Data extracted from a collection
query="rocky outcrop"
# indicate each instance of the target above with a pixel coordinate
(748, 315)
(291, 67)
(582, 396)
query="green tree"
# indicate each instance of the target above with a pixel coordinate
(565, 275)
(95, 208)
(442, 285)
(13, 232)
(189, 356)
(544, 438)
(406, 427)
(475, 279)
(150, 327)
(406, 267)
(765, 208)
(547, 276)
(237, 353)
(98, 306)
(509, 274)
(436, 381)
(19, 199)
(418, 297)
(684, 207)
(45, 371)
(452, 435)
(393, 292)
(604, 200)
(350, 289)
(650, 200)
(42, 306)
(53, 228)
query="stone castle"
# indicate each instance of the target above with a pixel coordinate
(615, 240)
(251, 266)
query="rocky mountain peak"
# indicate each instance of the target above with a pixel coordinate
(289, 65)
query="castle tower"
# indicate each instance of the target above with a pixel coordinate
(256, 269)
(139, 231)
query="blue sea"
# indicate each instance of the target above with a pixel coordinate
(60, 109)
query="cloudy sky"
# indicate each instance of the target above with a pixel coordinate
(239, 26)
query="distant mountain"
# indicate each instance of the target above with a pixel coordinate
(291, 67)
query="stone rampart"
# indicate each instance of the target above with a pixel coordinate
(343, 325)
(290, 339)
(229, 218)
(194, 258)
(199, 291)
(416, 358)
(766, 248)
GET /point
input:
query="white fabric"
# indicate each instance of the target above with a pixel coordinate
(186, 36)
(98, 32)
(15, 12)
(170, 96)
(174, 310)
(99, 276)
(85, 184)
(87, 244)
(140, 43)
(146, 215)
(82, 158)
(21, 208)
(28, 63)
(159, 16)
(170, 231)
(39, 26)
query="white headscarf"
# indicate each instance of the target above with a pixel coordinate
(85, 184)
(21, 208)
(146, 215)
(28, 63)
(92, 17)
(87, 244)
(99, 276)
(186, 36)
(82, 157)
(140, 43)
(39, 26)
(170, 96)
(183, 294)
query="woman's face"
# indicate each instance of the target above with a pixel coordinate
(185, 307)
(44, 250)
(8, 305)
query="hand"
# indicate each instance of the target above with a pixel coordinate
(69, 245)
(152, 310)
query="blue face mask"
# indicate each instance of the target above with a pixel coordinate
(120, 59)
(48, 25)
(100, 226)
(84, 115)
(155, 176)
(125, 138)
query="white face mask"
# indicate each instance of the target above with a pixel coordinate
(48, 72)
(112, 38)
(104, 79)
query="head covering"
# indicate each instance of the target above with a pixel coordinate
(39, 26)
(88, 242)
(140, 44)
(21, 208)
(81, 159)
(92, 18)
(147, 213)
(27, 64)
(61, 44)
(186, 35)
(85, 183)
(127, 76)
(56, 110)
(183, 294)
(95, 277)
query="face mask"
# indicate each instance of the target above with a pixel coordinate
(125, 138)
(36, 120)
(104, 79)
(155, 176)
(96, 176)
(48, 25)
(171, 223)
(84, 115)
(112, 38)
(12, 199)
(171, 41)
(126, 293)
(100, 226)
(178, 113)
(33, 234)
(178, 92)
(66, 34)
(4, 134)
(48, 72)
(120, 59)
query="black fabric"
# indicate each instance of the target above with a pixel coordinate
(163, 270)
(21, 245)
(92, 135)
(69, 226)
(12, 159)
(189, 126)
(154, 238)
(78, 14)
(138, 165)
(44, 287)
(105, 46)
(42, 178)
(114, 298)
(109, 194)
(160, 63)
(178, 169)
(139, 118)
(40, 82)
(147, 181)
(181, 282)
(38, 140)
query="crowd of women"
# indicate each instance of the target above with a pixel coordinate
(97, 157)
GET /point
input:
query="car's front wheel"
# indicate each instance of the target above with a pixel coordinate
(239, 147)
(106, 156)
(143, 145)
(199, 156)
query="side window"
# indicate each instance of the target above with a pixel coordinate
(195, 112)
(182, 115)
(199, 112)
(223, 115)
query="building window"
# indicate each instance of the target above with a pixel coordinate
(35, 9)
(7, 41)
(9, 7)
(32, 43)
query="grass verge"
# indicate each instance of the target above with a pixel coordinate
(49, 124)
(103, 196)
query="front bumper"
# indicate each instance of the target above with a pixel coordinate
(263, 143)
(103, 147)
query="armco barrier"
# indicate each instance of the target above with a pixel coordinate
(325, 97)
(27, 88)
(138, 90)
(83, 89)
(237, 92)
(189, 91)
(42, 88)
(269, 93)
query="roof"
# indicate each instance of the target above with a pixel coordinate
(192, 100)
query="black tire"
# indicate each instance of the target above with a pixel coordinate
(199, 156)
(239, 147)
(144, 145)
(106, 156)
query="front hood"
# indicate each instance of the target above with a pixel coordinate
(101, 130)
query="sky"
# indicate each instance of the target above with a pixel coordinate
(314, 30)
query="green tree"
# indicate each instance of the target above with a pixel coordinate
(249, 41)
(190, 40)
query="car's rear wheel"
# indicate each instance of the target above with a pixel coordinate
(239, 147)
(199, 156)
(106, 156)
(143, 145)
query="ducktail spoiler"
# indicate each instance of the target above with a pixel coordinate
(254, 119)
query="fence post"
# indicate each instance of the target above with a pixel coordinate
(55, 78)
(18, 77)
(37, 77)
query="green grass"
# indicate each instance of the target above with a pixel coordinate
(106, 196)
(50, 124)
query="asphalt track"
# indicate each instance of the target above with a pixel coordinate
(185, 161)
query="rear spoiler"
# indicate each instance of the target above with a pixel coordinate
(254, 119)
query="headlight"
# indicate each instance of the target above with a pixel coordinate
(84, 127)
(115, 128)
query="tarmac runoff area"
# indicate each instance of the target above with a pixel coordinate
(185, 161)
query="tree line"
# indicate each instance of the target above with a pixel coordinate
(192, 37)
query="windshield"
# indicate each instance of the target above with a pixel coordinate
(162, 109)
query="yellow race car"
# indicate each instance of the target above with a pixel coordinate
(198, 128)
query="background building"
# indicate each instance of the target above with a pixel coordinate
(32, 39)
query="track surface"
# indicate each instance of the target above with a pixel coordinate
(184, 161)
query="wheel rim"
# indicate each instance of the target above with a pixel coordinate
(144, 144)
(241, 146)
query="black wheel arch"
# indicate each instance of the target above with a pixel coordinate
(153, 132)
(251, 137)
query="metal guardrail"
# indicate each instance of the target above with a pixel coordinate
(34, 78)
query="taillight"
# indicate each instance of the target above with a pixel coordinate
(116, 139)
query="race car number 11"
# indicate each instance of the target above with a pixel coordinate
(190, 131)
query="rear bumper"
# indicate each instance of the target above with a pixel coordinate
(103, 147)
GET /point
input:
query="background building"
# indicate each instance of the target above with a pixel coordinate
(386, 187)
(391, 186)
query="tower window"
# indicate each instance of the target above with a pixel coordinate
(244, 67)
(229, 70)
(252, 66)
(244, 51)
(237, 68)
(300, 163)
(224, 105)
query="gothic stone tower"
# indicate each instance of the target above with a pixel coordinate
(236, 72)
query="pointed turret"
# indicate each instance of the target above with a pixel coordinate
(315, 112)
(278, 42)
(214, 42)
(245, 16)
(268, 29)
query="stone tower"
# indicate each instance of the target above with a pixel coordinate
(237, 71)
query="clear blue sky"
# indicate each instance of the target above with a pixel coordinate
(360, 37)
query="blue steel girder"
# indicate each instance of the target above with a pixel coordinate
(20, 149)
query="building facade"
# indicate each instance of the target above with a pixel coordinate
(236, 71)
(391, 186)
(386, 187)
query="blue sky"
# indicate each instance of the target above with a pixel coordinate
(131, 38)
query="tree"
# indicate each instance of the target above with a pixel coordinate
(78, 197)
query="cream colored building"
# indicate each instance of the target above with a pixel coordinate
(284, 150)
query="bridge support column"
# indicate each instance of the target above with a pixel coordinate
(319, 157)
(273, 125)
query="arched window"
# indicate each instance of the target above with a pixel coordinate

### Your task
Above are the records; retype every one exactly.

### Output
query="rocky outcrop"
# indicate each instance of the target above with a pixel coordinate
(748, 315)
(291, 67)
(582, 396)
query="green tree"
# indicate each instance of the target above with a pixel coordinate
(565, 275)
(95, 208)
(442, 285)
(13, 232)
(189, 356)
(544, 438)
(406, 427)
(475, 279)
(150, 327)
(406, 267)
(765, 208)
(547, 276)
(237, 353)
(98, 306)
(509, 274)
(436, 381)
(19, 199)
(418, 297)
(684, 207)
(45, 371)
(452, 435)
(393, 292)
(604, 200)
(350, 289)
(650, 200)
(42, 306)
(53, 228)
query="stone castle"
# indicate each instance of the target above with a pixel coordinate
(615, 240)
(251, 266)
query="rocky mountain peak"
# indicate each instance of the target above with a pixel coordinate
(289, 65)
query="castle tower"
# indicate each instance of the target above with a pixel coordinate
(256, 269)
(139, 231)
query="blue sea"
# indicate each instance of the target above with a pixel coordinate
(60, 109)
query="cloudy sky"
# indicate each instance of the target above with a pixel coordinate
(239, 26)
query="distant mountain"
# indicate each instance of the target above with a pixel coordinate
(291, 67)
query="stone rampart"
# indicate each instance of the target above with a pixel coordinate
(343, 325)
(290, 339)
(229, 218)
(194, 258)
(199, 291)
(416, 358)
(766, 248)
GET /point
input:
query="white fabric"
# indicate each instance of the target above with a pixel coordinate
(186, 36)
(98, 32)
(15, 12)
(170, 96)
(174, 310)
(99, 276)
(85, 184)
(87, 244)
(140, 43)
(146, 215)
(82, 158)
(21, 208)
(28, 63)
(159, 16)
(170, 231)
(39, 26)
query="white headscarf"
# indicate each instance of the target above with a pixel coordinate
(85, 184)
(21, 208)
(146, 215)
(28, 63)
(92, 17)
(87, 244)
(99, 276)
(186, 36)
(82, 157)
(140, 43)
(39, 26)
(170, 96)
(183, 294)
query="woman's face"
# indicate each instance of the target above with a pixel coordinate
(185, 307)
(44, 250)
(8, 305)
query="hand"
# indicate each instance of the target above with a pixel coordinate
(69, 245)
(152, 310)
query="blue face mask"
# indicate each instance of the target above with a pixel coordinate
(120, 59)
(48, 25)
(100, 226)
(84, 115)
(155, 176)
(125, 138)
query="white face mask"
# indicate each instance of the target above with a pixel coordinate
(48, 72)
(112, 38)
(104, 79)
query="head covering"
# indicate each instance of the target above with a pixel coordinate
(39, 26)
(88, 242)
(140, 44)
(21, 208)
(81, 159)
(92, 18)
(147, 213)
(27, 64)
(61, 44)
(186, 35)
(85, 183)
(127, 76)
(56, 110)
(183, 294)
(95, 277)
query="face mask"
# indicate each instance of the target above with a pixel coordinate
(125, 138)
(36, 120)
(104, 79)
(155, 176)
(96, 176)
(48, 25)
(171, 223)
(84, 115)
(112, 38)
(12, 199)
(171, 41)
(126, 293)
(100, 226)
(178, 113)
(33, 234)
(178, 92)
(66, 34)
(4, 134)
(48, 72)
(120, 59)
query="black fabric"
# indicate each instance of the target above with a pixel coordinate
(163, 270)
(21, 245)
(92, 135)
(69, 226)
(12, 159)
(189, 126)
(154, 238)
(78, 14)
(138, 165)
(44, 287)
(105, 46)
(42, 178)
(114, 298)
(109, 194)
(160, 63)
(178, 169)
(139, 118)
(40, 82)
(147, 181)
(181, 282)
(38, 140)
query="crowd of women"
# indicate each instance of the target above with a pixel coordinate
(97, 157)
GET /point
input:
query="car's front wheel"
# indicate each instance of the target above with a pixel coordinate
(239, 147)
(106, 156)
(143, 145)
(199, 156)
query="side window"
# indicate each instance of the target above with a pixel coordinate
(195, 112)
(182, 115)
(199, 112)
(223, 115)
query="building window"
# indicate each instance of the target above with a pixel coordinate
(35, 9)
(7, 41)
(9, 7)
(32, 43)
query="grass verge"
# indicate each instance of the target above with a pixel coordinate
(49, 124)
(103, 196)
query="front bumper"
# indicate each instance of the target above with a pixel coordinate
(263, 143)
(103, 147)
query="armco barrier"
# indicate each instance of the target above with a pixel coordinate
(325, 97)
(27, 88)
(138, 90)
(83, 89)
(237, 92)
(189, 91)
(42, 88)
(269, 93)
query="roof"
# indicate each instance of the target above with a pixel coordinate
(192, 100)
query="black tire"
# indicate each instance of the target above with a pixel coordinate
(199, 156)
(239, 147)
(144, 145)
(106, 156)
query="front hood"
# indicate each instance of the target above with a pixel coordinate
(101, 130)
query="sky"
# indicate each instance of the target above with a pixel coordinate
(314, 30)
query="green tree"
# indicate each instance of the target above with a pixel coordinate
(249, 41)
(190, 40)
query="car's rear wheel"
# indicate each instance of the target above with a pixel coordinate
(239, 147)
(199, 156)
(106, 156)
(143, 145)
query="ducktail spoiler"
# indicate each instance of the target above with a pixel coordinate
(254, 119)
query="fence post"
# indicate each instance of the target above with a pixel coordinate
(55, 78)
(18, 77)
(37, 77)
query="green grass"
# indicate each instance of the target above with a pixel coordinate
(106, 196)
(50, 124)
query="asphalt track"
# indicate each instance of the target above with a pixel coordinate
(185, 161)
query="rear spoiler"
# indicate each instance of the target above with a pixel coordinate
(254, 119)
query="headlight"
# indicate each instance of the target above with a pixel coordinate
(84, 127)
(115, 128)
query="tarmac runoff area"
# indicate each instance of the target above with a pixel coordinate
(185, 161)
query="tree line"
# indicate each instance of the target above with a pixel coordinate
(192, 37)
query="windshield"
# indicate each instance of the target above with a pixel coordinate
(162, 109)
query="yellow race car"
# indicate each instance of the target above with a pixel coordinate
(198, 128)
query="background building"
# indicate each instance of the target above with a pixel coordinate
(32, 39)
query="track surface"
# indicate each instance of the target above with a pixel coordinate
(184, 161)
query="wheel rim"
# indicate each instance of the target above with a pixel coordinate
(144, 144)
(241, 146)
query="black wheel arch"
# indicate each instance of the target above with a pixel coordinate
(153, 132)
(251, 137)
query="metal guardrail"
# indicate each instance of the target above with a pixel coordinate
(34, 78)
query="taillight"
# indicate each instance of the target above with a pixel coordinate
(116, 139)
query="race car number 11"
# indicate each instance of the target above with a pixel coordinate
(190, 131)
query="rear bumper"
# indicate each instance of the target above with a pixel coordinate
(103, 147)
GET /point
input:
query="background building"
# indicate each instance of the target above with a pixel coordinate
(386, 187)
(391, 186)
query="tower window"
# indicate each instance of the target above with a pixel coordinate
(244, 67)
(229, 70)
(252, 66)
(244, 51)
(237, 68)
(300, 163)
(224, 105)
query="gothic stone tower"
# indicate each instance of the target above with a pixel coordinate
(236, 72)
query="pointed turret"
# indicate each instance of the target above with a pixel coordinate
(315, 112)
(278, 42)
(214, 42)
(245, 16)
(268, 29)
query="stone tower"
# indicate each instance of the target above with a pixel coordinate
(237, 71)
query="clear blue sky"
# indicate each instance of the target above with a pixel coordinate
(360, 37)
query="blue steel girder"
# indicate each instance of the target above with a pixel coordinate
(20, 149)
query="building facade"
# indicate each instance of the target above with a pixel coordinate
(236, 71)
(391, 186)
(386, 187)
query="blue sky"
# indicate each instance of the target above with a pixel coordinate
(131, 38)
query="tree"
# indicate each instance of the target above with a pixel coordinate
(78, 197)
query="cream colored building"
# indicate each instance of the target above with a pixel coordinate
(284, 150)
query="bridge support column"
# indicate each instance of the target above with a pixel coordinate
(319, 157)
(273, 125)
query="arched window"
# indicate each instance of the target above with a pixel coordinate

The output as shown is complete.